> **Фрагмент страницы**:
Этот упадок религиозности помогает объяснить неожиданное укрепление позиций Демократической партии в прежде «твердокаменных», республиканских штатах. Таков банальный, но оттого не менее справедливый вывод американской политики: чем менее религиозен электорат, тем больше он поддерживает демократов. Чем чаще человек посещает церковь, тем более он консервативен. Половина из тех, кто ходит в церковь еженедельно, полагает себя консерваторами, лишь 12 процентов говорят о себе как о либералах. Патнэм прослеживает политический «разрыв с Богом» до десятилетия Рейгана, когда «публичная религия резко сдвинулась вправо»{124}.
Впрочем, есть и явное исключение из этого правила.
Три четверти членов исторических чернокожих общин являются демократами. Чернокожие христиане чаще любой другой церковной группы утверждают, что в Библии «дословно записана Божья весть», чаще любой другой церковной группы, кроме Свидетелей Иеговы, говорят, что «вера чрезвычайно важна», и чаще всех, за исключением мормонов, верят в рай и ад{125}.
Тридцать шесть процентов чернокожих американцев посещают церковь еженедельно, 44 процента молятся ежедневно. Благодаря своей вере они предстают этакими «органическими консерваторами». Афроамериканцы в подавляющем большинстве высказывались против однополых браков в Калифорнии. Но в политике раса превыше религии, и потому афроамериканцы составляют наиболее надежный этнический блок сторонников Демократической партии.
• «Если оценивать долю взрослого населения США, доля христиан сократилась с 86 процентов в 1990 году до 76 процентов в 2008 году»{126}. Наибольшие потери понесли такие конгрегации, как епископальная, методистская, лютеранская и пресвитерианская.
Это основополагающие конгрегации, которые исповедуют умеренные взгляды и фокусируются на социальной справедливости и личном спасении; они объединяли большинство протестантов в восемнадцатом, девятнадцатом и в начале двадцатого столетий. С распространением евангелического христианства[37], однако, численность паствы в этих церквях сократилась с 50 процентов взрослого населения США в 1958 году до 13 процентов сегодня{127}.

(Сохранённые записи)
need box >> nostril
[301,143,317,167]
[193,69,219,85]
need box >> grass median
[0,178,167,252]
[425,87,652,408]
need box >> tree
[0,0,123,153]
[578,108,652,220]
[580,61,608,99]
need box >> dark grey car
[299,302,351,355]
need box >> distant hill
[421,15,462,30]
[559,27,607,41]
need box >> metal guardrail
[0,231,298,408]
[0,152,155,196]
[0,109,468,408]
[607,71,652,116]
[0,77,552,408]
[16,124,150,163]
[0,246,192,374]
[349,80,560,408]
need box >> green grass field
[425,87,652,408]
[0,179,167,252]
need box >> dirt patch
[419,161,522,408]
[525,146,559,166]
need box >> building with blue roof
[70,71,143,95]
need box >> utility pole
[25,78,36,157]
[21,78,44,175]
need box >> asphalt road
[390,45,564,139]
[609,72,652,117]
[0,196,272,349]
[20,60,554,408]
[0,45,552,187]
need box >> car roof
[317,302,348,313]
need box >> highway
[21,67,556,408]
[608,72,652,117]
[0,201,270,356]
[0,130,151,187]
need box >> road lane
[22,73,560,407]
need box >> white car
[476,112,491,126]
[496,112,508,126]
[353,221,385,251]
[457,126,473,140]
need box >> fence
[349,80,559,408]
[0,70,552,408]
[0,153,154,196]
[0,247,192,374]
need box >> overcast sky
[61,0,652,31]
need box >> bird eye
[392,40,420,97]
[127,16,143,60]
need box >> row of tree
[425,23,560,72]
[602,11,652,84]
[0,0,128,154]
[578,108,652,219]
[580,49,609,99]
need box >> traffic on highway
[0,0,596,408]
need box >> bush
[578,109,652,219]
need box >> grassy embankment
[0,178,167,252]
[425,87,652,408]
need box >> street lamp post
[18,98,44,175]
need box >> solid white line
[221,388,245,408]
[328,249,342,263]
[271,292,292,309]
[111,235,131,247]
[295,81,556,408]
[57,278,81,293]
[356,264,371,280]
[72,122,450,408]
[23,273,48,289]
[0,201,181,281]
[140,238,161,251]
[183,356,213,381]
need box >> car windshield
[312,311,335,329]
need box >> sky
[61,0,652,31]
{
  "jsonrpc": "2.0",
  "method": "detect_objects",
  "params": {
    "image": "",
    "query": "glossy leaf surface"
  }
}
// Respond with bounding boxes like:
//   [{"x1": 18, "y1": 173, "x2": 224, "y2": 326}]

> **Обязательное задание**:
Дословно выпишите из фрагмента о религии и политике в США отрывок от слов «Тридцать шесть процентов» до слов «лютеранская и пресвитерианская.» включительно. Этот список для работы не нужен.

> **Результат упражнения**:
Тридцать шесть процентов чернокожих американцев посещают церковь еженедельно, 44 процента молятся ежедневно. Благодаря своей вере они предстают этакими «органическими консерваторами». Афроамериканцы в подавляющем большинстве высказывались против однополых браков в Калифорнии. Но в политике раса превыше религии, и потому афроамериканцы составляют наиболее надежный этнический блок сторонников Демократической партии.
• «Если оценивать долю взрослого населения США, доля христиан сократилась с 86 процентов в 1990 году до 76 процентов в 2008 году»{126}. Наибольшие потери понесли такие конгрегации, как епископальная, методистская, лютеранская и пресвитерианская.